### Task requirements
Below are the records; give the number of their lines that contain the word "black" and nothing more.

Natural-language object grounding data:
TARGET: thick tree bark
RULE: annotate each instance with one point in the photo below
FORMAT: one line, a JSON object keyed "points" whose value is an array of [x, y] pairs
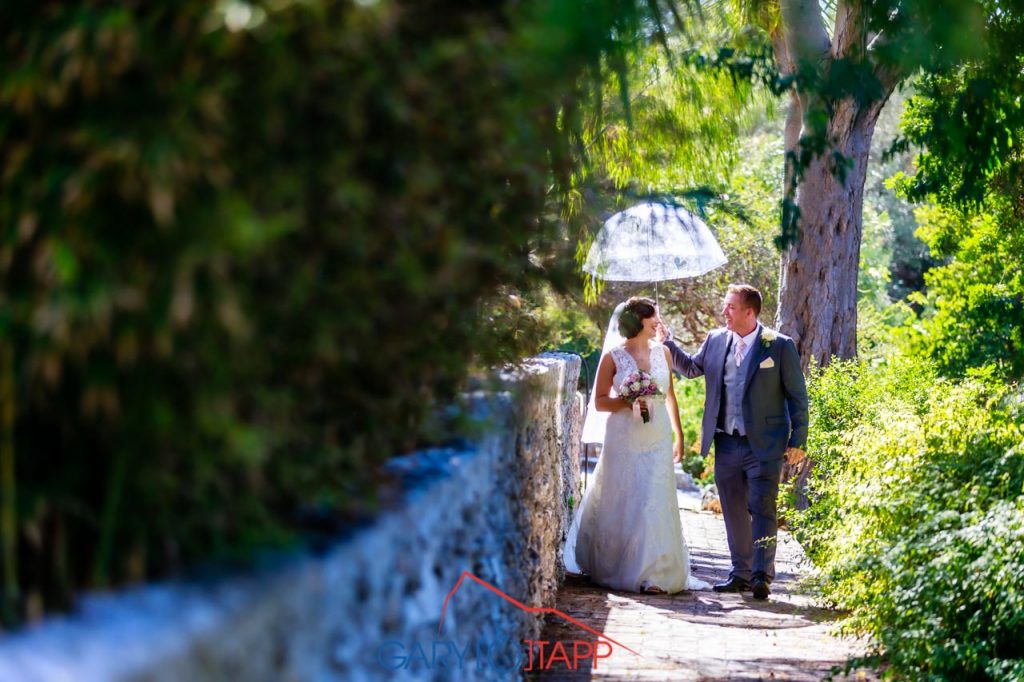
{"points": [[818, 274], [818, 285]]}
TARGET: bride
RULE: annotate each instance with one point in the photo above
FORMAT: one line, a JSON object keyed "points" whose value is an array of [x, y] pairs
{"points": [[627, 534]]}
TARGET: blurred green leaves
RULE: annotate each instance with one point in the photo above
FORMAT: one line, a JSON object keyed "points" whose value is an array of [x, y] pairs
{"points": [[247, 248]]}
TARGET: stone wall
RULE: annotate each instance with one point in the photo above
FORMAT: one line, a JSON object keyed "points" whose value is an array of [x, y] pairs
{"points": [[370, 607]]}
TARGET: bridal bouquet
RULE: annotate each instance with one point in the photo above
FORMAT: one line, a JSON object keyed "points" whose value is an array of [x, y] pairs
{"points": [[639, 385]]}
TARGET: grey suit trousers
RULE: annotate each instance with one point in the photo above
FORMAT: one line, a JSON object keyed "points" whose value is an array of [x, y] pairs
{"points": [[748, 488]]}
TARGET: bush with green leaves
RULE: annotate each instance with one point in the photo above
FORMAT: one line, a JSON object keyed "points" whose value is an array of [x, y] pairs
{"points": [[918, 515]]}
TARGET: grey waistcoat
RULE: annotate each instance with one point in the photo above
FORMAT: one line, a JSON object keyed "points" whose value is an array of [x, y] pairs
{"points": [[734, 380]]}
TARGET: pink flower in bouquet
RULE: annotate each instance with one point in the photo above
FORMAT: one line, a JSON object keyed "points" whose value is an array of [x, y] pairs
{"points": [[637, 385]]}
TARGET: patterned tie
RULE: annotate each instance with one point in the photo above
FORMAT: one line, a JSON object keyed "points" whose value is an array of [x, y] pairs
{"points": [[740, 347]]}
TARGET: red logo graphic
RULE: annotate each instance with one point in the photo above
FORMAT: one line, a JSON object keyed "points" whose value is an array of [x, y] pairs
{"points": [[582, 649]]}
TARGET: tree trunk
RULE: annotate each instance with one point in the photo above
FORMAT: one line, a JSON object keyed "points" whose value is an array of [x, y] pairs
{"points": [[818, 283]]}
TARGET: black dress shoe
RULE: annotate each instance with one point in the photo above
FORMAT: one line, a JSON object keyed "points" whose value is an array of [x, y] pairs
{"points": [[760, 588], [732, 585]]}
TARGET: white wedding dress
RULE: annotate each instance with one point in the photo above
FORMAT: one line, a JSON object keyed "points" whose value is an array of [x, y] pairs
{"points": [[627, 534]]}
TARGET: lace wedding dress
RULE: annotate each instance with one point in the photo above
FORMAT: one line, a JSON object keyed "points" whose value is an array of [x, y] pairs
{"points": [[627, 534]]}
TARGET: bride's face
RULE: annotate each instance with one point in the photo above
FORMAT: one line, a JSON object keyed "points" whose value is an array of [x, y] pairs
{"points": [[649, 327]]}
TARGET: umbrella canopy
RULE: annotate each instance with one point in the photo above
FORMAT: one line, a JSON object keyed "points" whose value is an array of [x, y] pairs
{"points": [[653, 243]]}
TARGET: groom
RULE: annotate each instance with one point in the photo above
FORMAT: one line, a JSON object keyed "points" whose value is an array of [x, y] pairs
{"points": [[756, 413]]}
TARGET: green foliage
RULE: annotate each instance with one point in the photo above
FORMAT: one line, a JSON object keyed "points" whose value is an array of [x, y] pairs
{"points": [[916, 521], [974, 305], [247, 249]]}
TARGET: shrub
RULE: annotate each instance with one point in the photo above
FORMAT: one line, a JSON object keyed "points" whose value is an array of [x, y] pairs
{"points": [[916, 517]]}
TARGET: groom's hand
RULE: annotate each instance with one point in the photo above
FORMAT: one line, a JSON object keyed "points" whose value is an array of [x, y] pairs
{"points": [[662, 333]]}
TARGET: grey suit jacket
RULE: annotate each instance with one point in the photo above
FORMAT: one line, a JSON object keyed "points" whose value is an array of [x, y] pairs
{"points": [[775, 397]]}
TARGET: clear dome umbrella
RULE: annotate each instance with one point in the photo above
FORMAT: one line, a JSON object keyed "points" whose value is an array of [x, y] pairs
{"points": [[653, 243]]}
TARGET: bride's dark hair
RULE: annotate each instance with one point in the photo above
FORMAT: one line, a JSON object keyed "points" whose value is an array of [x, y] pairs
{"points": [[631, 318]]}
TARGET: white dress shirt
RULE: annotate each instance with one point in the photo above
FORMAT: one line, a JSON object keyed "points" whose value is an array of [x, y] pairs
{"points": [[748, 342]]}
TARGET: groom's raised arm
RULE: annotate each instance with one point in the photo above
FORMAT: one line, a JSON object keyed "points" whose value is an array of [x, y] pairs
{"points": [[684, 364], [796, 393]]}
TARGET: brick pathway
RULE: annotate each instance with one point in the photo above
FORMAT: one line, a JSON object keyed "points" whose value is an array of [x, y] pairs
{"points": [[704, 635]]}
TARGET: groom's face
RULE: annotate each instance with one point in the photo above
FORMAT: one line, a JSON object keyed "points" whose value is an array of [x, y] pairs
{"points": [[738, 317]]}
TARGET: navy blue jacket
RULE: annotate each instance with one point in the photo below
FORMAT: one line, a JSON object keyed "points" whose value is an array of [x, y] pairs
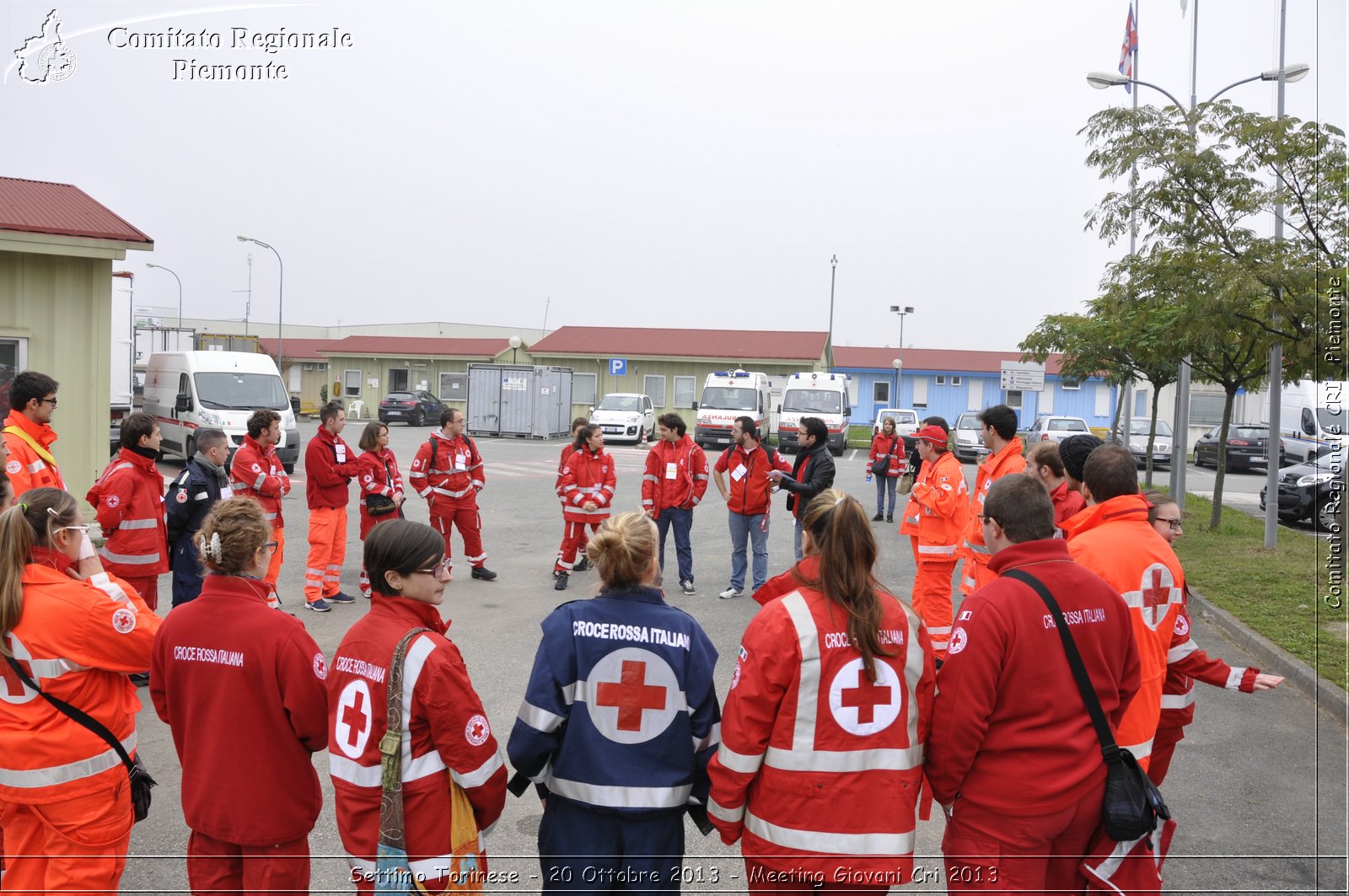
{"points": [[621, 713]]}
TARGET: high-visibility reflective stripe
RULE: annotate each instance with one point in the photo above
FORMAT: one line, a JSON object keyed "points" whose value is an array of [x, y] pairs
{"points": [[537, 718], [479, 775], [809, 689], [67, 772], [128, 559], [816, 842], [1182, 651], [887, 760], [613, 797], [728, 815], [1178, 700], [739, 761]]}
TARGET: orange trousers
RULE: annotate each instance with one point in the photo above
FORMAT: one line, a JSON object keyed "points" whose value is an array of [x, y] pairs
{"points": [[71, 845], [327, 552]]}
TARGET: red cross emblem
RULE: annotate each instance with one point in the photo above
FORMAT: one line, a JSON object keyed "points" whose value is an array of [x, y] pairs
{"points": [[632, 695], [867, 696]]}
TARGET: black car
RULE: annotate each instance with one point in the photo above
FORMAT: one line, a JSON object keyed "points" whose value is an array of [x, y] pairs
{"points": [[413, 408], [1312, 490], [1247, 447]]}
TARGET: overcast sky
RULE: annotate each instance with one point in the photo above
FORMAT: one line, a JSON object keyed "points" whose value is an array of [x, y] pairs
{"points": [[637, 162]]}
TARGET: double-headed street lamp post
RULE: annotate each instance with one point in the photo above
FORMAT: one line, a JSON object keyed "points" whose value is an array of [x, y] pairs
{"points": [[161, 267]]}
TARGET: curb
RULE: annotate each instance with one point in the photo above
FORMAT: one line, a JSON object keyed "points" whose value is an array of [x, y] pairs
{"points": [[1275, 660]]}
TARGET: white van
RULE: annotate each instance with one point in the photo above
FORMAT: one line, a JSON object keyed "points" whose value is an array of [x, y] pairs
{"points": [[219, 390], [1314, 419], [815, 394], [730, 394]]}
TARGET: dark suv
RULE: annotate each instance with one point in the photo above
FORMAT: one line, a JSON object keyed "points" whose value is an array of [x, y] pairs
{"points": [[413, 408]]}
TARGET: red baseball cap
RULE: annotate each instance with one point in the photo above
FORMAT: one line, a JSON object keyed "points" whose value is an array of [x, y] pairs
{"points": [[932, 433]]}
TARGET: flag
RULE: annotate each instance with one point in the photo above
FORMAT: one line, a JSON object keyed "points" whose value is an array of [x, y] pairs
{"points": [[1128, 49]]}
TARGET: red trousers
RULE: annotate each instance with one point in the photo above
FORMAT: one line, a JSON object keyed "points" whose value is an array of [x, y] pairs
{"points": [[72, 845], [148, 587], [991, 851], [470, 523], [216, 868], [766, 878], [932, 601], [575, 539], [327, 552]]}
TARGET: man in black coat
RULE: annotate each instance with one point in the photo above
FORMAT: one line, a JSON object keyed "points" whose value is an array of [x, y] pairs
{"points": [[202, 482], [811, 474]]}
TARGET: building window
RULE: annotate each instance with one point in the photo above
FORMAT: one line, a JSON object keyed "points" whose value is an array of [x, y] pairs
{"points": [[351, 382], [685, 388], [583, 389], [654, 386], [454, 386]]}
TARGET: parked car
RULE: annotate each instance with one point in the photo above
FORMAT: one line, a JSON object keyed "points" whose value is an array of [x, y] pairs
{"points": [[1162, 442], [1312, 490], [1247, 447], [413, 408], [625, 416], [1056, 428]]}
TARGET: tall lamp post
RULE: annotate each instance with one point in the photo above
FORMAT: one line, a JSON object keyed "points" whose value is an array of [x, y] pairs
{"points": [[281, 274], [903, 311], [161, 267], [1103, 80]]}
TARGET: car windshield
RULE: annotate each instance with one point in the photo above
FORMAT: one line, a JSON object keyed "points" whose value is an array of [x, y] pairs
{"points": [[242, 392], [730, 399], [813, 401], [620, 402]]}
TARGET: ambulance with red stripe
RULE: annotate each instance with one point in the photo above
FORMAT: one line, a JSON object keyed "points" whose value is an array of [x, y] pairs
{"points": [[815, 394]]}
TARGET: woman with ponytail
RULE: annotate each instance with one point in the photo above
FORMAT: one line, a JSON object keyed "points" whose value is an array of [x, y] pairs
{"points": [[242, 689], [825, 727], [74, 632]]}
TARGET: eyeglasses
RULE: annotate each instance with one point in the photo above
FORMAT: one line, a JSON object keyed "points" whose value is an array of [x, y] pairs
{"points": [[438, 570]]}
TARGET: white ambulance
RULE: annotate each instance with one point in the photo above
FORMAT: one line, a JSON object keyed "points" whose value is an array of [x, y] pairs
{"points": [[815, 394], [728, 394]]}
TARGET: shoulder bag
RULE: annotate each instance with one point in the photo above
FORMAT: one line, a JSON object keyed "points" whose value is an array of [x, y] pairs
{"points": [[393, 875], [141, 781], [1132, 802]]}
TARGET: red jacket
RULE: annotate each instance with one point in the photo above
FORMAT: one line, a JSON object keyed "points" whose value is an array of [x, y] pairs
{"points": [[130, 501], [256, 473], [78, 640], [1009, 730], [31, 464], [676, 475], [444, 727], [809, 743], [242, 689], [587, 476], [1117, 543], [455, 478], [892, 446], [748, 469]]}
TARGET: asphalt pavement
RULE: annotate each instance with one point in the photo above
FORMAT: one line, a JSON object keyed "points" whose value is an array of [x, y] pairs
{"points": [[1258, 786]]}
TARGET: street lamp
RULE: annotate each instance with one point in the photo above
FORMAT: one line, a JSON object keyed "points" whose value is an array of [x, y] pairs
{"points": [[281, 274], [903, 311], [180, 287], [1285, 73]]}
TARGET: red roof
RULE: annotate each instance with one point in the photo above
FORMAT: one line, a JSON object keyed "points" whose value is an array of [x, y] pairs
{"points": [[418, 347], [766, 345], [37, 207], [941, 359]]}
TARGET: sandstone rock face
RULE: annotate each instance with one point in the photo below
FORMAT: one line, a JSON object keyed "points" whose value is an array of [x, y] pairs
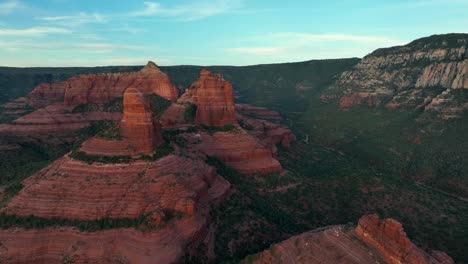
{"points": [[261, 112], [239, 150], [139, 124], [389, 238], [268, 132], [330, 245], [75, 190], [385, 242], [407, 76], [215, 101], [72, 189], [101, 88], [109, 148], [174, 115]]}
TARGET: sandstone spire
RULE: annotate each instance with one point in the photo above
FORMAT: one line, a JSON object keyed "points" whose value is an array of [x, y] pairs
{"points": [[139, 124], [215, 101]]}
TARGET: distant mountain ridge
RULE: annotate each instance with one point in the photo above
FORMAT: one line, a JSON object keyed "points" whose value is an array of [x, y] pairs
{"points": [[429, 73]]}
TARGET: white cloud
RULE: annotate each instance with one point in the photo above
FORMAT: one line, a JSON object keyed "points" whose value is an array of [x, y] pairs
{"points": [[189, 11], [307, 38], [33, 31], [289, 46], [77, 19], [9, 6], [259, 51]]}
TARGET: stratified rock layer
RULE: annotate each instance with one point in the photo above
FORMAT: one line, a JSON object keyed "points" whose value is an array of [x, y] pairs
{"points": [[73, 189], [139, 124], [425, 74], [389, 238], [385, 242], [215, 101], [101, 88], [70, 189], [239, 150]]}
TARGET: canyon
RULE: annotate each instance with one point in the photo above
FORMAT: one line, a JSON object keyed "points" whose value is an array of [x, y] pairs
{"points": [[372, 241], [129, 173], [428, 73], [244, 158]]}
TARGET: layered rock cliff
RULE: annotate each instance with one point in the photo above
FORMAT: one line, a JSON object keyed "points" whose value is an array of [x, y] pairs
{"points": [[389, 239], [215, 100], [384, 242], [101, 88], [139, 124], [428, 73]]}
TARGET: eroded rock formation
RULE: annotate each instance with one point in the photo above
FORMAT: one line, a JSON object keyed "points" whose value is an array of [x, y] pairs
{"points": [[101, 88], [237, 149], [388, 237], [71, 189], [385, 242], [139, 124], [425, 73], [215, 101]]}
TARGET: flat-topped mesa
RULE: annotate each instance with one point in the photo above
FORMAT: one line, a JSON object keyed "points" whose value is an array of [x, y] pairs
{"points": [[139, 124], [215, 100], [388, 237], [101, 88]]}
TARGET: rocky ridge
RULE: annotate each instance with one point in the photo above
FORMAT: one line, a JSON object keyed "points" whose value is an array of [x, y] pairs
{"points": [[124, 177], [371, 242], [429, 73]]}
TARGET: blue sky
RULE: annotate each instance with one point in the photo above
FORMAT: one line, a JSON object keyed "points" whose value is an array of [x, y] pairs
{"points": [[215, 32]]}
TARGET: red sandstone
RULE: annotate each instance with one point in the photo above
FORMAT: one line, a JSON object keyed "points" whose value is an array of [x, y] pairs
{"points": [[215, 101], [101, 88], [389, 238], [139, 124]]}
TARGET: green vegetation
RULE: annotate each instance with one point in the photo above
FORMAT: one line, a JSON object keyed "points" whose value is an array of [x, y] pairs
{"points": [[110, 131], [263, 220], [406, 165]]}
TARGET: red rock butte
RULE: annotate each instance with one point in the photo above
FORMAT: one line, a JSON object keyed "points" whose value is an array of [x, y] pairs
{"points": [[388, 237], [101, 88], [139, 124], [215, 101], [385, 242]]}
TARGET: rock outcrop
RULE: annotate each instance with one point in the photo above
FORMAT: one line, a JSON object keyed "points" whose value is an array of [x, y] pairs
{"points": [[388, 237], [238, 149], [215, 101], [101, 88], [139, 124], [71, 189], [260, 112], [385, 242], [427, 70]]}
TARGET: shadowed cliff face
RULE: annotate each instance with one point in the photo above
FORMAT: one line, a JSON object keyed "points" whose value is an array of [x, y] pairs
{"points": [[215, 100], [428, 73], [101, 88], [139, 124], [373, 241]]}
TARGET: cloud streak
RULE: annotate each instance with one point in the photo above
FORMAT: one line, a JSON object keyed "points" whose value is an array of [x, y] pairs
{"points": [[9, 6], [33, 31], [294, 44], [76, 20], [189, 11]]}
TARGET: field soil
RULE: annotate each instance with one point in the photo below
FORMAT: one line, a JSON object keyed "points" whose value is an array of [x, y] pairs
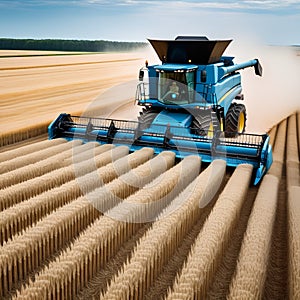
{"points": [[37, 89]]}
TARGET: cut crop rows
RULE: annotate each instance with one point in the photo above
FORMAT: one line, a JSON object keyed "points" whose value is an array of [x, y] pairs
{"points": [[94, 221]]}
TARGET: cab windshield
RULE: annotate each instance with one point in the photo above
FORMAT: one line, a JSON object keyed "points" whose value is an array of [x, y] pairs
{"points": [[176, 87]]}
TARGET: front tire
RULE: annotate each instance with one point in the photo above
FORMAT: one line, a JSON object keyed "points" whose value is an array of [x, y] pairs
{"points": [[235, 122]]}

### The answer
3